Work instructions
Summarize the passage on Venezuelan coltan in two sentences.

─── Source

The Alarms Triggered
There
is good reason for it. "Venezuela could emerge as a big problem because it
represents another source of conflicting coltan, coming from an area where there
is no regulation, no transparency and no security for the people working in the
mines," warns Aaron Hall from Washington, on behalf of the NGO Enough
Project.
The
ghosts of Africa haunt any analysis on the subject. Although the conflicts
already existed, coltan propped up the tribal struggles of Congo, Uganda and
Rwanda. Blood-stained coltan (like diamonds) became a phrase made from
humanitarian campaigns and film scripts. But in the Venezuelan case, that
trailer and the flirtations of the national government with China and, above
all, Iran, announce a horror film of geopolitical
dimensions.
"We
have decided to work with the Iranian brothers in the exploration of mines," the
then Minister of Basic Industries and Mining, José Salamat Khan, said in 2011.
Apart from the announcement, since 2009, Iran has been cooperating with
Venezuela in conducting studies of mineral soils to prepare the Venezuelan
mining map, according to the page of the National Geoscience Database of
Iran.
The
matter is not indifferent to the US authorities. Venezuelan officials, like
former Minister Khan, in 2010, maintained relationships with Iranian shipping
company Sadra Shipping, which claims on its website to have a branch in Caracas.
Sadra is a subsidiary of company Khatam al-Anbiya, subject to sanctions by the
US Department of the Treasury for its participation in the Iranian nuclear
program.
The
Venezuelan case, however, is far from the examples of Central Africa, a vein
from which a fifth of the global supply of coltan is extracted, and a region
plagued by endemic political instability.

──────
─── Dataset records

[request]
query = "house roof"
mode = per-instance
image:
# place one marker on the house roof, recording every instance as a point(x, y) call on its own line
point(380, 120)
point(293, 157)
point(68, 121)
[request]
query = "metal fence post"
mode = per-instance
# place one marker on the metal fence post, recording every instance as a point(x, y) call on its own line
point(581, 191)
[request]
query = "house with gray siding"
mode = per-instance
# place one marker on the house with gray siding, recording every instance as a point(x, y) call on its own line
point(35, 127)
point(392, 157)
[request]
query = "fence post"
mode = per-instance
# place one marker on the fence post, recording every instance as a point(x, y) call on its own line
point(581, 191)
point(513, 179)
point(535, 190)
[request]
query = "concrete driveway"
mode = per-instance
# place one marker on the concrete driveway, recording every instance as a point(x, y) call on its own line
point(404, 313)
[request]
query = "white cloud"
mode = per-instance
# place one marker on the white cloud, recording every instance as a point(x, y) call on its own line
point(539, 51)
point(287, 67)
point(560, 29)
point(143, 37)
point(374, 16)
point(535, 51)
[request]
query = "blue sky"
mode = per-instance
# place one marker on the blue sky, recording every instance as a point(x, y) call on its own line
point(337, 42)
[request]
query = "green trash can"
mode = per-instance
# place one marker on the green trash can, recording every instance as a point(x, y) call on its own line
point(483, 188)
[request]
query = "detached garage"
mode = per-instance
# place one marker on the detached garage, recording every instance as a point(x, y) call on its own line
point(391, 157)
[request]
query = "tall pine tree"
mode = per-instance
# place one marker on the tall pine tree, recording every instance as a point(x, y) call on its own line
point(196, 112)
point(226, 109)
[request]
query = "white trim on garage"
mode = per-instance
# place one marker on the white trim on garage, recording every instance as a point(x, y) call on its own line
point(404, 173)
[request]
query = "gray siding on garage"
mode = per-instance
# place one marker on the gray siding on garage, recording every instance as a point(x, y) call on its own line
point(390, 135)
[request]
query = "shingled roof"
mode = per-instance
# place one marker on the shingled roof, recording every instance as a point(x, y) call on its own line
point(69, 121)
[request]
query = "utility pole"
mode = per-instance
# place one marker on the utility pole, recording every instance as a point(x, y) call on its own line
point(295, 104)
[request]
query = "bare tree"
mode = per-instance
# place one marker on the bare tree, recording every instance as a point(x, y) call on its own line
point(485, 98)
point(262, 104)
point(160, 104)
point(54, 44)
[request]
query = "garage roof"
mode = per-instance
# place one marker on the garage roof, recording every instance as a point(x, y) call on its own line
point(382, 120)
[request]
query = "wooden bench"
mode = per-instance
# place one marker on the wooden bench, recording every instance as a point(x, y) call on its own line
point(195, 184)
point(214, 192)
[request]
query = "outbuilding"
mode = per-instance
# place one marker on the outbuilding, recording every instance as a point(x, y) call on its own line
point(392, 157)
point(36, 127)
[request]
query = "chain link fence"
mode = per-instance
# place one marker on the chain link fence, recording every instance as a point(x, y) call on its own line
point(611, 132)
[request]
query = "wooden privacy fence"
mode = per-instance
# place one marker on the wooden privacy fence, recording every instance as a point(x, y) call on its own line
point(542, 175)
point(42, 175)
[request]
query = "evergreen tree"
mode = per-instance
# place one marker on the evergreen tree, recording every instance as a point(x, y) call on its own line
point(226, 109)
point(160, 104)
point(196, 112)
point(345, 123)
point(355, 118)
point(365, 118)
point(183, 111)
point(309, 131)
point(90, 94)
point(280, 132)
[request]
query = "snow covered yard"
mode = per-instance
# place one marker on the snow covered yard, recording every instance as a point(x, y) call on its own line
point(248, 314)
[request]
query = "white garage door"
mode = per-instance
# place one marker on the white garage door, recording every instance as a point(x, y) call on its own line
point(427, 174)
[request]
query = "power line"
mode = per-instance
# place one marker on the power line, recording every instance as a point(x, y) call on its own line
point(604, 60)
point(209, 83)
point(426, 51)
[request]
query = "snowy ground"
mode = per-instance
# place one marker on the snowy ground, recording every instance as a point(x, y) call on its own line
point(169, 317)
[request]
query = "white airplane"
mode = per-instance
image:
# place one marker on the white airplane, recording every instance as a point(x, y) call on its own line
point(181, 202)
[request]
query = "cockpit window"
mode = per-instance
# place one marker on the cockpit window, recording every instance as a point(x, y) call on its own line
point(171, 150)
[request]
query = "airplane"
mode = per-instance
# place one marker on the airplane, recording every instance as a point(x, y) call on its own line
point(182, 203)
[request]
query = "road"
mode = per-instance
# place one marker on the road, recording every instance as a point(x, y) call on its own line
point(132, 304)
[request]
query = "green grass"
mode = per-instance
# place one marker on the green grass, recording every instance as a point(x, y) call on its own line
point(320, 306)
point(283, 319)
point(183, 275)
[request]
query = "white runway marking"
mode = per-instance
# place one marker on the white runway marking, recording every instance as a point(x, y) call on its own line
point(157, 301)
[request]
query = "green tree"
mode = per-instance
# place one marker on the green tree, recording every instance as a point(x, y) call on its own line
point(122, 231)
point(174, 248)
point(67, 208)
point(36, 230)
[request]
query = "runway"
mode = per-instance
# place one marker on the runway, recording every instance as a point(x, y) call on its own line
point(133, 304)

──────
─── Dataset records

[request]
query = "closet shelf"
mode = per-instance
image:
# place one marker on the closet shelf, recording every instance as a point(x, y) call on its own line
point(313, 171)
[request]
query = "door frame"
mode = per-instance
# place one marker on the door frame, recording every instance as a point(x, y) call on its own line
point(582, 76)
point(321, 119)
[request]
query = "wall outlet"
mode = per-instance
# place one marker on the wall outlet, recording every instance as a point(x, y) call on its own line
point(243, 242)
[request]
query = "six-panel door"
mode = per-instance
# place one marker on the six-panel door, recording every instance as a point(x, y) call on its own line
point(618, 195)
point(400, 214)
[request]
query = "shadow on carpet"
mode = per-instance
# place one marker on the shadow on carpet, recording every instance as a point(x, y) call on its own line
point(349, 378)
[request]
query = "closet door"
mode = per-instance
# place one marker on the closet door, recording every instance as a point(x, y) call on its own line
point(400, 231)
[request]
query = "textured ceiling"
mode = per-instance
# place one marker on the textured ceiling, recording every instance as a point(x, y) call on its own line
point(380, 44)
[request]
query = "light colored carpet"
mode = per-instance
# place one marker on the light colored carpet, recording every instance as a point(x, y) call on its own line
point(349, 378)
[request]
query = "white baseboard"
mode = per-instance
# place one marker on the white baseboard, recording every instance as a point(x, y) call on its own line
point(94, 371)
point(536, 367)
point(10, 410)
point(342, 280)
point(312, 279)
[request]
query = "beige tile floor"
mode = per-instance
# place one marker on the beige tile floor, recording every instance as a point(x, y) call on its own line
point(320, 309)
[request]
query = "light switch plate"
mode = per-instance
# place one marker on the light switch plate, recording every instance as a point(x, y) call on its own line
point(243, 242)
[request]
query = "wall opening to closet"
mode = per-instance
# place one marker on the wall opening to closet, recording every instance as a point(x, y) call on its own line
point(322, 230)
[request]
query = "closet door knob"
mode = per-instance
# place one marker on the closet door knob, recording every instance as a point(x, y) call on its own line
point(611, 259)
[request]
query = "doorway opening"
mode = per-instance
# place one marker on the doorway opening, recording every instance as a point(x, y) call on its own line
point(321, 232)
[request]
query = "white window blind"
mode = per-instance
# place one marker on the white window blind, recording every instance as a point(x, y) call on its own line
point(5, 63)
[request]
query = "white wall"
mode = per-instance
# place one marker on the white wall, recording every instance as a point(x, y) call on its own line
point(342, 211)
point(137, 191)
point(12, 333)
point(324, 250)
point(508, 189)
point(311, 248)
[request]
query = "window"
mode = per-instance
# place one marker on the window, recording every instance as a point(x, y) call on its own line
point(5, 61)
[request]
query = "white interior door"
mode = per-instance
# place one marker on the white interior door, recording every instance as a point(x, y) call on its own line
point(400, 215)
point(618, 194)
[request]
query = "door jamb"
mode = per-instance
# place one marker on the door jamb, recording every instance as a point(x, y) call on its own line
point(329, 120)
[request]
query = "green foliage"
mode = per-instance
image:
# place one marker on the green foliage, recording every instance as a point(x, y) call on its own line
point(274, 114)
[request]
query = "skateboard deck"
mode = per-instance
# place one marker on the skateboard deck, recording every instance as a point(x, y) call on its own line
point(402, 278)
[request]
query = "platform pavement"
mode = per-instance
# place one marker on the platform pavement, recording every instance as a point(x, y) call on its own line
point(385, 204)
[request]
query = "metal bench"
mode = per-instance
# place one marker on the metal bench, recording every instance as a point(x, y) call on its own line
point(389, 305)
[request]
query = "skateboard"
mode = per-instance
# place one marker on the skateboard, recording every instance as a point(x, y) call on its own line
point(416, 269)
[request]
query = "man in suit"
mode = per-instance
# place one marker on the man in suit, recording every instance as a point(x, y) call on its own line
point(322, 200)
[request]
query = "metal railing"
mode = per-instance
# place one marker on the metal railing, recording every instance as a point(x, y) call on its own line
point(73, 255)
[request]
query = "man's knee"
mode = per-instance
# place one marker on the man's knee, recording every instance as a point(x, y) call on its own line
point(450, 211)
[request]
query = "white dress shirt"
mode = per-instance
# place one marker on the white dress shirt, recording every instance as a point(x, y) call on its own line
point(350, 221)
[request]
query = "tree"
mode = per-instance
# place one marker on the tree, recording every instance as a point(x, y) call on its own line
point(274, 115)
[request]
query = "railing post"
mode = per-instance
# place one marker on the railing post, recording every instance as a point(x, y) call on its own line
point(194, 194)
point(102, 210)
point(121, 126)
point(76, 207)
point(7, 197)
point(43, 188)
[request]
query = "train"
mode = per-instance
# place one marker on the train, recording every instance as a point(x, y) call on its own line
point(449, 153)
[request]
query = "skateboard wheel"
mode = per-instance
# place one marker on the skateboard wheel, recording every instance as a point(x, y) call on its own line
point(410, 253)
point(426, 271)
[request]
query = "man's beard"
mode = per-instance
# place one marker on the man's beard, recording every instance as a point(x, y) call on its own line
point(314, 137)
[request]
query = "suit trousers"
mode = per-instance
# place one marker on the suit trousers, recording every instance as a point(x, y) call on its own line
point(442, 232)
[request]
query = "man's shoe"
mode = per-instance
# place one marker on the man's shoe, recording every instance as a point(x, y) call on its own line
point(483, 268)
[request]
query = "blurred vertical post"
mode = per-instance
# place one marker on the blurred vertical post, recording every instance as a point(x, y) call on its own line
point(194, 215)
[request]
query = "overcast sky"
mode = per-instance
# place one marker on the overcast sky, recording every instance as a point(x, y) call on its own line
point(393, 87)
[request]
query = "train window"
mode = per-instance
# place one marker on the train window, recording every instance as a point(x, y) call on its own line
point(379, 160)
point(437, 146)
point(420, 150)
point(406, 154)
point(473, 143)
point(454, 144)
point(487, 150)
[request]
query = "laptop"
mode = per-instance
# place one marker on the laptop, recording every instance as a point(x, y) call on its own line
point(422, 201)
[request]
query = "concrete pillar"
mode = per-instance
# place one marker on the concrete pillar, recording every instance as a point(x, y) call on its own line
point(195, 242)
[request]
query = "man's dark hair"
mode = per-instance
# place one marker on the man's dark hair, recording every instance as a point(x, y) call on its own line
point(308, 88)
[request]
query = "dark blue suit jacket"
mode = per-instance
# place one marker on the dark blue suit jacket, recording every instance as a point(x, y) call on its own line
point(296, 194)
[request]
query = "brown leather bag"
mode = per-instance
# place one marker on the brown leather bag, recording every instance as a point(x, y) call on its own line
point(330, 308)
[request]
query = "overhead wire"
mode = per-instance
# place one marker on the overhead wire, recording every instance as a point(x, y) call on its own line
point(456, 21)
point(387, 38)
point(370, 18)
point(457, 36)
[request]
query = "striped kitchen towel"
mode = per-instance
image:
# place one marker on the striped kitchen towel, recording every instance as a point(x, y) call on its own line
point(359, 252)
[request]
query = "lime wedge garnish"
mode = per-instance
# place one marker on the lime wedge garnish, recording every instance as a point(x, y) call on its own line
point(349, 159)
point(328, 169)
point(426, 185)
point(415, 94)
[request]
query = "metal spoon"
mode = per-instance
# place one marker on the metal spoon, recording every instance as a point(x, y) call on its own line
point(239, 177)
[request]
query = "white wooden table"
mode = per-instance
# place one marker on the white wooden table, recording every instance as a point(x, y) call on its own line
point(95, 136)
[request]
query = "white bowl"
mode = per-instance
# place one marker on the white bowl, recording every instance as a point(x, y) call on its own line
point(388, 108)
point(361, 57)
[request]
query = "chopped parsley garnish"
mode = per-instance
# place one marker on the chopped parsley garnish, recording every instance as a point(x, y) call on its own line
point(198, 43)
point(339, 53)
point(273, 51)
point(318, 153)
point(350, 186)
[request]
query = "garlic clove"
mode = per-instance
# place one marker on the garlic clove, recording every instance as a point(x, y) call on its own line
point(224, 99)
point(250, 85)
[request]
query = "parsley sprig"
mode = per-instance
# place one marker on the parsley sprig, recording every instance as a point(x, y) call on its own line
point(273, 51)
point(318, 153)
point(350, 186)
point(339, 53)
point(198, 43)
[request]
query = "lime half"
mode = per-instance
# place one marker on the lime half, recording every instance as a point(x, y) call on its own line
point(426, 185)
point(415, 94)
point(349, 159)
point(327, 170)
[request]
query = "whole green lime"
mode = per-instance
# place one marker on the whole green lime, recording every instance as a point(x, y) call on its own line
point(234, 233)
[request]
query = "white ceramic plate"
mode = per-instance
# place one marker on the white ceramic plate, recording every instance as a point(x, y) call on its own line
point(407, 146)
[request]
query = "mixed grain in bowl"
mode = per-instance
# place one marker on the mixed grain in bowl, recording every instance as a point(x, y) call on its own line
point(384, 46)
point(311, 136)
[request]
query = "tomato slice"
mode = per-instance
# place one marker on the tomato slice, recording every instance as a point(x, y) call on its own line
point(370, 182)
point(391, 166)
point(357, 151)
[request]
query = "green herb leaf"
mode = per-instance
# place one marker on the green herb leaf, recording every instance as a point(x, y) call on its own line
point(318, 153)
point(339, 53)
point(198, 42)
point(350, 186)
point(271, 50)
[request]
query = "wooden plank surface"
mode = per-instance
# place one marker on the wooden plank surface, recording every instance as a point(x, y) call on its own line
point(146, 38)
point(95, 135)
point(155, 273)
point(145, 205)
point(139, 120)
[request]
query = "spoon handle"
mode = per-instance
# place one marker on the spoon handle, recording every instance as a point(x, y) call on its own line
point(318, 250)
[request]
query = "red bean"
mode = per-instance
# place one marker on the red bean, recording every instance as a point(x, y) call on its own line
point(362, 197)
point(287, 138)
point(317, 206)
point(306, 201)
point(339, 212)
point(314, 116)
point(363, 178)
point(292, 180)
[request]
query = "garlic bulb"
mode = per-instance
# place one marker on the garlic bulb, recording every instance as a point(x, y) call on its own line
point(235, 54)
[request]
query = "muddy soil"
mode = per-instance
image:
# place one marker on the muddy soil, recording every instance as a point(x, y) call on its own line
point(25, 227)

──────
─── Dataset records

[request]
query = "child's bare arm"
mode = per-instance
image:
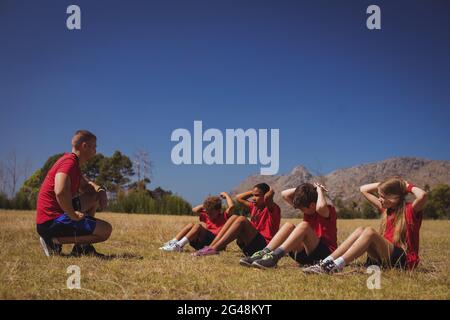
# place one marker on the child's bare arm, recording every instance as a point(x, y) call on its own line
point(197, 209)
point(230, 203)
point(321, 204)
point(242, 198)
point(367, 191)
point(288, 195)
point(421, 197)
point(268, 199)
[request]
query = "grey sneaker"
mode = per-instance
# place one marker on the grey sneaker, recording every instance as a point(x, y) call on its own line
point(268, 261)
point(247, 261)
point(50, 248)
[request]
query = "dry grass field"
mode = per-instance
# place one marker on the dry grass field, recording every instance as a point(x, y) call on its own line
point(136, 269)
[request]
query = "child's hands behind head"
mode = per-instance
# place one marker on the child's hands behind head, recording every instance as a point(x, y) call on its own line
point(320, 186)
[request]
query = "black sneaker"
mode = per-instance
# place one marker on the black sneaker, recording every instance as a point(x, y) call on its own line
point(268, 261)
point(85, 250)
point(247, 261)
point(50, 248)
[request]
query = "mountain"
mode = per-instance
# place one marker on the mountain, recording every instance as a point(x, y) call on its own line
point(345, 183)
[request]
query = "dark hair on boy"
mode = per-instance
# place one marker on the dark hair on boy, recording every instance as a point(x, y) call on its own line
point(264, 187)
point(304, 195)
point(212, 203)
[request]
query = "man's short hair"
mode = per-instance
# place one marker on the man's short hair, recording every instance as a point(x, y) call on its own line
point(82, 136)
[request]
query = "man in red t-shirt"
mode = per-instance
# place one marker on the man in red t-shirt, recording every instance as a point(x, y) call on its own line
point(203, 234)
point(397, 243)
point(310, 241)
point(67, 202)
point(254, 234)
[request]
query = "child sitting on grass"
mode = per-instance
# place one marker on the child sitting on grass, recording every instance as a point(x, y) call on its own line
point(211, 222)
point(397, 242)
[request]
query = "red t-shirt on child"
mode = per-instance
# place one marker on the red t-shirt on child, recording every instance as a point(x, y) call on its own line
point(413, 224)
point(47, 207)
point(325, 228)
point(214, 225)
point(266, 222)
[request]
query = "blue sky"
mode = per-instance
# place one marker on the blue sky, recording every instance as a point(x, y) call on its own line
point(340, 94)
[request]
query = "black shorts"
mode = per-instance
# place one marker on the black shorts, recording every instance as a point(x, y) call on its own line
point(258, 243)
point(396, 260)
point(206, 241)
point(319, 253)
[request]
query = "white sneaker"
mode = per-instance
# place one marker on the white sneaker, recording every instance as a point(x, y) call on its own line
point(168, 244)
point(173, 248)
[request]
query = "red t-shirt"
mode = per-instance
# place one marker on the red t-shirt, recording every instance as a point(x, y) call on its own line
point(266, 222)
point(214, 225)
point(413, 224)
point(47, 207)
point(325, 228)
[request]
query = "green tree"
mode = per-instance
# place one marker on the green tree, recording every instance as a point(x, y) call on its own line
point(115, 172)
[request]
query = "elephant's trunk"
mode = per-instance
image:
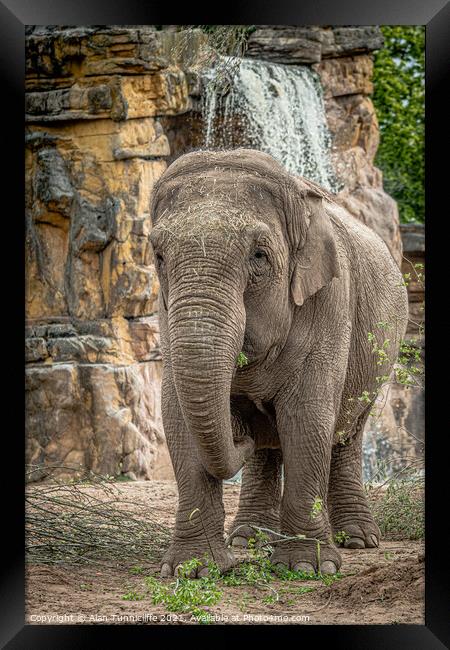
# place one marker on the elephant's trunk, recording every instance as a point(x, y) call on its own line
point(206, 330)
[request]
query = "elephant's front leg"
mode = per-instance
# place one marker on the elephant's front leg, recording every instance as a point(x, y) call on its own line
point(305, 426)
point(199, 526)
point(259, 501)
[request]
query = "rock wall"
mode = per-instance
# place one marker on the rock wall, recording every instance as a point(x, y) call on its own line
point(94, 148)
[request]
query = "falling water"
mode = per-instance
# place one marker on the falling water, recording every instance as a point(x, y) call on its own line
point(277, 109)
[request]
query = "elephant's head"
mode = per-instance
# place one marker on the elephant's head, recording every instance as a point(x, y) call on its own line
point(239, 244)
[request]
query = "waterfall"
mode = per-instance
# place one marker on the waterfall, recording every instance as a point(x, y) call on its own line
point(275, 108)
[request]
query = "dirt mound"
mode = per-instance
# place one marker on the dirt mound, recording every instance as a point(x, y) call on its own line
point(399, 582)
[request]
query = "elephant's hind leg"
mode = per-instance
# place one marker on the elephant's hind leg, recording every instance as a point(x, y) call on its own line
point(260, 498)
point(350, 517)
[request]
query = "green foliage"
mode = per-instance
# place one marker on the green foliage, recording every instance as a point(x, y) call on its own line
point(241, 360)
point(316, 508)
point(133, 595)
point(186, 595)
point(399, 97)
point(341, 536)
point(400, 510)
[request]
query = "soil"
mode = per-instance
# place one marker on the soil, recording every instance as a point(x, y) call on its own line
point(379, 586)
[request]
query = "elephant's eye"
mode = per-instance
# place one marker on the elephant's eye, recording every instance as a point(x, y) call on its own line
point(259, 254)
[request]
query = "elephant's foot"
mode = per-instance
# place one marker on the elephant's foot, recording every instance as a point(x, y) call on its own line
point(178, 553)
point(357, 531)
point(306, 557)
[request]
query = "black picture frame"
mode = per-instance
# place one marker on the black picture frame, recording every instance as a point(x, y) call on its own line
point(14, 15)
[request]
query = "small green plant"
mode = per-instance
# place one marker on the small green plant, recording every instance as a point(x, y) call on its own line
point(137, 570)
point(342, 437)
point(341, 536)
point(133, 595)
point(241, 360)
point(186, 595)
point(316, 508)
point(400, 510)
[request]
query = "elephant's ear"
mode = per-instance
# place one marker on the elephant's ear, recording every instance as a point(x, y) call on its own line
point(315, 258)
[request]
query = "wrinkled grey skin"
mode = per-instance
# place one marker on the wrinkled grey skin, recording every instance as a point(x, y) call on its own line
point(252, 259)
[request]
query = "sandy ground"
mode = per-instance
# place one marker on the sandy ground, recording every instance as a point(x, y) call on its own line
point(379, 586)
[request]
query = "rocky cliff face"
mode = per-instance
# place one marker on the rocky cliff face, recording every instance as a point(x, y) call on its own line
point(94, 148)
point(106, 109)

──────

Result
Aaron Hall of the Enough Project warns that Venezuela could become another source of conflict coltan from unregulated mines, and analysis of the subject is haunted by the blood-stained coltan of Congo, Uganda and Rwanda, although the Venezuelan case is far from Central Africa's. Venezuela has cooperated with Iran on mining exploration and soil studies since 2009, and the ties of officials such as former Minister Khan to an Iranian shipping company whose parent firm is under US Treasury sanctions are a matter of concern to US authorities.